:: PASSAGE PROVIDED ::

1911 Making Group Homes Work
In twenty-first-century America, orphanages might seem like relics of the past. Because research in human attachment has taught us that children need close and lasting human connections, when those with disrupted lives need new homes, every effort is now made to place them in families rather than institutions. Sometimes, however, this isn’t feasible—due to shortages of foster or adoptive parents, or behavioral issues and special needs beyond what most substitute parents are equipped to handle.
The default option is to send such youngsters to state-run group homes. Many of these are miserable places. Thanks to private philanthropy, though, a number of high-quality residential homes and schools exist across the country as alternatives for children with severe challenges. One of the most iconic is a Christian residential school called Crossnore.
Crossnore was founded by Mary Sloop and her husband, Eustace, two young physicians anxious to serve as medical missionaries. In 1911 they moved to an impoverished mountain county in North Carolina and began offering medical, educational, and economic aid to local children. Their project gradually evolved into a boarding school for orphans and other needy children. Adjoining the school, the Sloops set up a weaving workshop and a working farm where the children could learn skills and personal disciplines. This, along with resources donated and raised by the Sloops, allowed the school to be largely self-supporting.

:::
:: EXTRACTED INFORMATION ::

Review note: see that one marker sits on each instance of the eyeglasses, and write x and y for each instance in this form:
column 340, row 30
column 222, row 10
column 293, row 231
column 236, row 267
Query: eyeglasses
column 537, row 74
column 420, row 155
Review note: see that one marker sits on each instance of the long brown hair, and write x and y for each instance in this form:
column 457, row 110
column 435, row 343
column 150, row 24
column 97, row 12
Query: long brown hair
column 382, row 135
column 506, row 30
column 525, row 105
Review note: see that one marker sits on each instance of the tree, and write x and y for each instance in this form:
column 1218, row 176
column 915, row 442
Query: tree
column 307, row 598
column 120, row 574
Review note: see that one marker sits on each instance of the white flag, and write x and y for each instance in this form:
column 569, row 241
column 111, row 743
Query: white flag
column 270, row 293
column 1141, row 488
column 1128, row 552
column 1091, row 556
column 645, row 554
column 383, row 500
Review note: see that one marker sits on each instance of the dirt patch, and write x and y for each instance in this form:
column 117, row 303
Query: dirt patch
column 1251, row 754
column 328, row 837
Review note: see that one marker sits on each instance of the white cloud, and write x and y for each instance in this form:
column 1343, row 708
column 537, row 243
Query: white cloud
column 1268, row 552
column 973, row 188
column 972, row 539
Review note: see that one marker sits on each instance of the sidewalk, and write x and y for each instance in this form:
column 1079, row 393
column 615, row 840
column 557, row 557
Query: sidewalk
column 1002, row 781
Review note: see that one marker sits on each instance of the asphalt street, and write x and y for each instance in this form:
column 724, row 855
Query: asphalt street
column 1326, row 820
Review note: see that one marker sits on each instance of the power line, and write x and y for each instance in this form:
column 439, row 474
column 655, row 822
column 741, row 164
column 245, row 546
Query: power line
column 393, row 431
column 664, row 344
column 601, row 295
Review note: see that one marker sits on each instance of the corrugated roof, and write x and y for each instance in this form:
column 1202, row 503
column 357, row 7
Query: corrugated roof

:::

## ASSIGNMENT A:
In the text about group homes, rewrite the part that opens with the words containing "1911 Making Group" and closes with "equipped to handle.", swapping "orphanages" for "children's homes".
## ASSIGNMENT B:
List the kinds of aid that the text about group homes says the Sloops began offering to local children in 1911.
## ASSIGNMENT C:
Summarize the text about group homes in two sentences.

## RESPONSE BOX A:
1911 Making Group Homes Work
In twenty-first-century America, children's homes might seem like relics of the past. Because research in human attachment has taught us that children need close and lasting human connections, when those with disrupted lives need new homes, every effort is now made to place them in families rather than institutions. Sometimes, however, this isn’t feasible—due to shortages of foster or adoptive parents, or behavioral issues and special needs beyond what most substitute parents are equipped to handle.

## RESPONSE BOX B:
Medical, educational, economic

## RESPONSE BOX C:
Children who need new homes are now placed in families whenever possible, but when that isn't feasible they usually go to state-run group homes, many of them miserable, though philanthropy supports high-quality residential alternatives. One of the most iconic is Crossnore, a Christian residential school that physicians Mary and Eustace Sloop started in 1911 in a poor North Carolina mountain county and that grew into a largely self-supporting boarding school with a weaving workshop and a working farm.